### SET TASK
Return, unchanged, the lines of the listing below, starting with the line that contains "Would you be able to point to the gray-haired" and going on through the last line of the listing.

### DATA ROWS
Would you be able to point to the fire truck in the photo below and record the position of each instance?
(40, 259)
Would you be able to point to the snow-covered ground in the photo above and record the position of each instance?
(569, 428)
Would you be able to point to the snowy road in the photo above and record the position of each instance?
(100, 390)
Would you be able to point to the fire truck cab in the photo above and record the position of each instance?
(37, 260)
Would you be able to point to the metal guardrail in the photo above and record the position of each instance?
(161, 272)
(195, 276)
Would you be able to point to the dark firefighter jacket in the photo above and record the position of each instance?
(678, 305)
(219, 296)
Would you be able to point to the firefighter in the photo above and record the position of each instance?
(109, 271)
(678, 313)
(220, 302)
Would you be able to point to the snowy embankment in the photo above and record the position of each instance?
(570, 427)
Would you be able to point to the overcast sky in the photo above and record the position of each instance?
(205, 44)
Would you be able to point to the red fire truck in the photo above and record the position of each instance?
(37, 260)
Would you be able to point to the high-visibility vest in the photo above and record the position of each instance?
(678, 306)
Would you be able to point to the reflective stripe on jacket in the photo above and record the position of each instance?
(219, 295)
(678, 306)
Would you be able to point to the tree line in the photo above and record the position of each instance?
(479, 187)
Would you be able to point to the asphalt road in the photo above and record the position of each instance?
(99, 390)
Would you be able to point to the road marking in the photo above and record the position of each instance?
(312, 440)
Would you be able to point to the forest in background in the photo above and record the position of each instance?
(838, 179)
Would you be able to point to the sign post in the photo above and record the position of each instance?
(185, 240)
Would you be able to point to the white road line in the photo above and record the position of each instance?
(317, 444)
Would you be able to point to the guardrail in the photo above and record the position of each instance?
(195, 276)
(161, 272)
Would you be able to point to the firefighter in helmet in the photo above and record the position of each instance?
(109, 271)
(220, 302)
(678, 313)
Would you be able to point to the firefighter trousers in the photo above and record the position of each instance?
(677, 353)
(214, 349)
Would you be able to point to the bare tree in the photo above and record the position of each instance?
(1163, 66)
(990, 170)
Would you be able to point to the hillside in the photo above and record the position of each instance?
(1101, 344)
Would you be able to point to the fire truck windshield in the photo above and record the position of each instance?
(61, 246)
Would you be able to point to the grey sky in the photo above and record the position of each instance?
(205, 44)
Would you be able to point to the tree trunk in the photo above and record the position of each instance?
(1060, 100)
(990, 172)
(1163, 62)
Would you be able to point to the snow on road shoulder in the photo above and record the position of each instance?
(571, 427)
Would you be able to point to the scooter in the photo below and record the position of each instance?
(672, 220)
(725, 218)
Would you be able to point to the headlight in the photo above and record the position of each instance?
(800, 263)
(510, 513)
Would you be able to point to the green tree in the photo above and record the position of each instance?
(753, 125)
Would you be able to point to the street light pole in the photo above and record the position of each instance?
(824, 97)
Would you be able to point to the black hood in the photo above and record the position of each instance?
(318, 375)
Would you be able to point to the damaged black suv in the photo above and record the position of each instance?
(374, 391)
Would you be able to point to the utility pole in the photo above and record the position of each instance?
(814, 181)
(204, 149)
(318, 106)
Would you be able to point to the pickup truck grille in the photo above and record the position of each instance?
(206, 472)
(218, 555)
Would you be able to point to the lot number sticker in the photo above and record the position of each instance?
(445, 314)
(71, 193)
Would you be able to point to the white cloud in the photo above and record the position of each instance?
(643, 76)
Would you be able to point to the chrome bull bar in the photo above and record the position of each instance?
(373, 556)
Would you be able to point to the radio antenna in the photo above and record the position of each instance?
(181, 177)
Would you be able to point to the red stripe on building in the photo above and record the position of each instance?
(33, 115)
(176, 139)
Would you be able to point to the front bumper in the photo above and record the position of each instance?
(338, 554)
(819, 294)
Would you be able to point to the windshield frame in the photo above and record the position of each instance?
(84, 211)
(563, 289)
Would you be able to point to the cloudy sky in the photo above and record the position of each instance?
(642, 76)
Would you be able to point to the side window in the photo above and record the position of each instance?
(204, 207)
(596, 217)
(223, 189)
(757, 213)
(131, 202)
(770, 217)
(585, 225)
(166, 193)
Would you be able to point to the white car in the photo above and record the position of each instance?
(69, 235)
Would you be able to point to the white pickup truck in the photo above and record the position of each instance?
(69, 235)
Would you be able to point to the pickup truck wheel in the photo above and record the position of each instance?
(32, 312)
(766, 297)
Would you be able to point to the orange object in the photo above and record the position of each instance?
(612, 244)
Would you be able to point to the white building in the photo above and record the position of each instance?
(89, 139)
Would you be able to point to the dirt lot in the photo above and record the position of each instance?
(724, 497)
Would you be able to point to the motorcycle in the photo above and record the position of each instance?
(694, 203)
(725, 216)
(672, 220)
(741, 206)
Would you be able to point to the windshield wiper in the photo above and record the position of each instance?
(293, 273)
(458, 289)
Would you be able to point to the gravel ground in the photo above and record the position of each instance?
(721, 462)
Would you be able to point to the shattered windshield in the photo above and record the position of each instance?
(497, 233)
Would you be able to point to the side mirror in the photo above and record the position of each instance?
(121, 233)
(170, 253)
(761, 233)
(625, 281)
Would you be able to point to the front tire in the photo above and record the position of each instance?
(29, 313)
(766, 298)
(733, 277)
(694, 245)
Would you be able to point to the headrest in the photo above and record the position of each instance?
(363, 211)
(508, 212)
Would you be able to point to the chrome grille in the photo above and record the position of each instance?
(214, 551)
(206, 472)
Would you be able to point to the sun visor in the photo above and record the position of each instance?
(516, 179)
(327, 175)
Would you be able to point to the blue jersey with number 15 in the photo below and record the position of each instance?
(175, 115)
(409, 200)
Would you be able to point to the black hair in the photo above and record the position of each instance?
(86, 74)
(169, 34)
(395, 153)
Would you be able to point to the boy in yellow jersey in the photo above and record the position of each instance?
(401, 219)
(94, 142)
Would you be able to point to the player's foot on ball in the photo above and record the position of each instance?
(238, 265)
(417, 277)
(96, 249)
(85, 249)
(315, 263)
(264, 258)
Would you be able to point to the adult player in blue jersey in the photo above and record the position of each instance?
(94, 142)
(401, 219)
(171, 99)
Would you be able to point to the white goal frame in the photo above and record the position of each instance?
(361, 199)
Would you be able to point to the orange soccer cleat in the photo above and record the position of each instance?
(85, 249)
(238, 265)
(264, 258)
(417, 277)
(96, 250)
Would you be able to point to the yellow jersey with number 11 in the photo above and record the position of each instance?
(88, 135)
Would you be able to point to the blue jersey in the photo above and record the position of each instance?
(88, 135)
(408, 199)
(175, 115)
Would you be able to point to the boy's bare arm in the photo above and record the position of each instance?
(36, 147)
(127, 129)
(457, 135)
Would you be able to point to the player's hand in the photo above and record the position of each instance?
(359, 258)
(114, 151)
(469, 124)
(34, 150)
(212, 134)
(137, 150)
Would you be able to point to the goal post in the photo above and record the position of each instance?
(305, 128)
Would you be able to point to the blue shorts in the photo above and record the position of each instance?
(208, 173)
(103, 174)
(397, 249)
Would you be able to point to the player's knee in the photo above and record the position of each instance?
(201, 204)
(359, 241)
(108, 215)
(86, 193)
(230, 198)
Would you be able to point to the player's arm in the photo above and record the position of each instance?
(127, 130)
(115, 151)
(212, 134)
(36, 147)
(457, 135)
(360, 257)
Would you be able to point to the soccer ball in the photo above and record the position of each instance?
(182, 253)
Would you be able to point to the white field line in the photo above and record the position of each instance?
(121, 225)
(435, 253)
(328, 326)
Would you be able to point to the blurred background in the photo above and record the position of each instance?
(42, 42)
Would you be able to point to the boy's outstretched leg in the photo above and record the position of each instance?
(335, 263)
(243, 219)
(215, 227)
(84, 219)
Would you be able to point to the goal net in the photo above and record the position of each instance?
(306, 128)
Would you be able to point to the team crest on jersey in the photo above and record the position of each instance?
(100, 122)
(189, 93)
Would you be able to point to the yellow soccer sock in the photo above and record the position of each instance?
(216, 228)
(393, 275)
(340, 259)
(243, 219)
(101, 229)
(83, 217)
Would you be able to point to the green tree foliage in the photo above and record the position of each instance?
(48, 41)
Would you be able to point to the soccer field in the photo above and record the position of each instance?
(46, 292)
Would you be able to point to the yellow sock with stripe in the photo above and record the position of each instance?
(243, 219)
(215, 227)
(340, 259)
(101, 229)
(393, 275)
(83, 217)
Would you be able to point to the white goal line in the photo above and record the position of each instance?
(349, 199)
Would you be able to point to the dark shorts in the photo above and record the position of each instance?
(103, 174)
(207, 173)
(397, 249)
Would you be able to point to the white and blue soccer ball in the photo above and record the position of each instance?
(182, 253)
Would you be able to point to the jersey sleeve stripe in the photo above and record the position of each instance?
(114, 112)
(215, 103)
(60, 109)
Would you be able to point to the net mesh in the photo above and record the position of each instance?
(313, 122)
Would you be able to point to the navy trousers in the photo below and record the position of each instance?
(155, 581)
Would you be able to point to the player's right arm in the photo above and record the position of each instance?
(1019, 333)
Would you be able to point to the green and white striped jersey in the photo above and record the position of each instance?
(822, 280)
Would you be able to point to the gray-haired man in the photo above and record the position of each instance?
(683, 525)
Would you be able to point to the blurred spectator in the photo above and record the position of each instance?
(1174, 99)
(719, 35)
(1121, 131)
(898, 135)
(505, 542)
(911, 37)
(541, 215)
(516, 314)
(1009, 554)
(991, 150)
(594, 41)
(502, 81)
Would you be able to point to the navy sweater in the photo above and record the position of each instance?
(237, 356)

### WRITTEN REPLY
Would you be able to point to the gray-haired man in the photo above and record the position of each instance?
(683, 525)
Would you be able to point to the blurred spectator in the photo above and record the position of each instance?
(1174, 99)
(719, 35)
(1121, 131)
(898, 135)
(505, 542)
(911, 37)
(541, 215)
(516, 314)
(1009, 554)
(991, 150)
(594, 41)
(502, 81)
Would you be able to point to the navy sweater in the photo above and record the position of each instance?
(237, 356)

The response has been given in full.